AIM OF THE EXERCISE:
Give the lines of the records below as a numbered list, starting at the line that contains "Target: stainless steel sink" and ending at the final line of the records, and leave out any blank lines.
----
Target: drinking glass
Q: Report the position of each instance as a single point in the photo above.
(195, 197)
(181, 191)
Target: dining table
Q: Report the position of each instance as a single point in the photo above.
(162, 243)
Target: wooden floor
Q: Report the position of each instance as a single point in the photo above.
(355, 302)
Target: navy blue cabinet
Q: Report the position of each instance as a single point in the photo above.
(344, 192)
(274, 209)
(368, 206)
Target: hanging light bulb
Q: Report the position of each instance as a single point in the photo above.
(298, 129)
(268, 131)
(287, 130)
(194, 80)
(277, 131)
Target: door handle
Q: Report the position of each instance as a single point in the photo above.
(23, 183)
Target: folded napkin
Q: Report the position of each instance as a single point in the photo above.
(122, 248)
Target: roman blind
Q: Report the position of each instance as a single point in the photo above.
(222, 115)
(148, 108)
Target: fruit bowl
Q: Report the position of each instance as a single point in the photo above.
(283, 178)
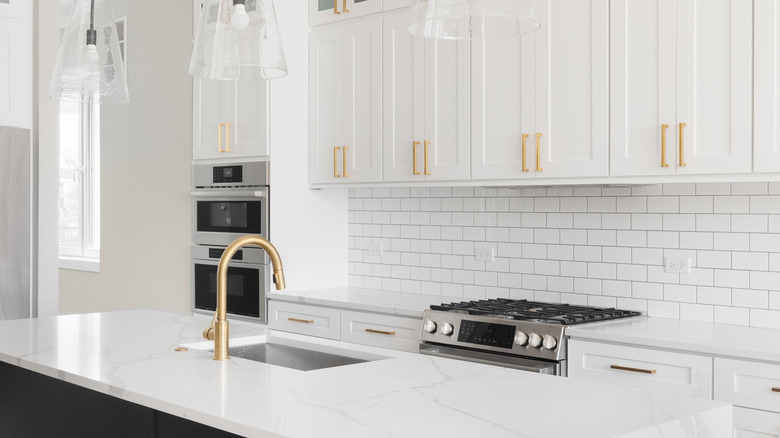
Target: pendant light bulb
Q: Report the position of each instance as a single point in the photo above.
(91, 55)
(239, 19)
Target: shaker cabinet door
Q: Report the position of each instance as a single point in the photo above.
(572, 88)
(714, 83)
(766, 112)
(643, 88)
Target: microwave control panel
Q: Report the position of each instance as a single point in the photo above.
(228, 174)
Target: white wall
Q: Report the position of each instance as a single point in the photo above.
(309, 228)
(145, 170)
(145, 159)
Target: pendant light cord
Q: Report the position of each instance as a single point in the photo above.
(92, 33)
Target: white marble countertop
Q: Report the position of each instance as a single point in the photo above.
(370, 300)
(130, 355)
(690, 336)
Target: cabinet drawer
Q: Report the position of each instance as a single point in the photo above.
(643, 368)
(749, 384)
(306, 320)
(394, 332)
(750, 423)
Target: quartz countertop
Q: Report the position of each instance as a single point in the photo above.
(690, 336)
(371, 300)
(131, 355)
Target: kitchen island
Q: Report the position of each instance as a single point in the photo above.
(131, 356)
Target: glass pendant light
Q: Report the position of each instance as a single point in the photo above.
(89, 65)
(238, 40)
(472, 19)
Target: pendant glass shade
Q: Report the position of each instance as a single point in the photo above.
(89, 65)
(229, 48)
(472, 19)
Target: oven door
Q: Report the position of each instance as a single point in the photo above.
(221, 216)
(246, 283)
(519, 363)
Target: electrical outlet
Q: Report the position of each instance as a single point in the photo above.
(680, 265)
(376, 249)
(485, 254)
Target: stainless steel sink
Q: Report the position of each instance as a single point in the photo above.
(291, 357)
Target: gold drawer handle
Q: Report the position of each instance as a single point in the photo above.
(305, 321)
(682, 144)
(633, 370)
(380, 332)
(524, 137)
(663, 145)
(538, 152)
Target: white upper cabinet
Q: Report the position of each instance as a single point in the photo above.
(540, 102)
(766, 112)
(345, 102)
(329, 11)
(681, 87)
(426, 105)
(230, 118)
(16, 64)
----
ANSWER TO THE TASK:
1. Target: stainless steel sink
2. Q: Report the position of each instance as a single point in the photo above.
3. (291, 357)
4. Target: gold drawer handle
5. Q: Report the position of each instance as a single point in the photo above.
6. (305, 321)
7. (682, 144)
8. (633, 370)
9. (380, 332)
10. (524, 137)
11. (663, 145)
12. (538, 152)
13. Target: white upper cabinet
14. Q: Report the position of each instance as a single point in the photo above.
15. (540, 102)
16. (766, 112)
17. (345, 102)
18. (329, 11)
19. (681, 87)
20. (426, 105)
21. (230, 118)
22. (16, 64)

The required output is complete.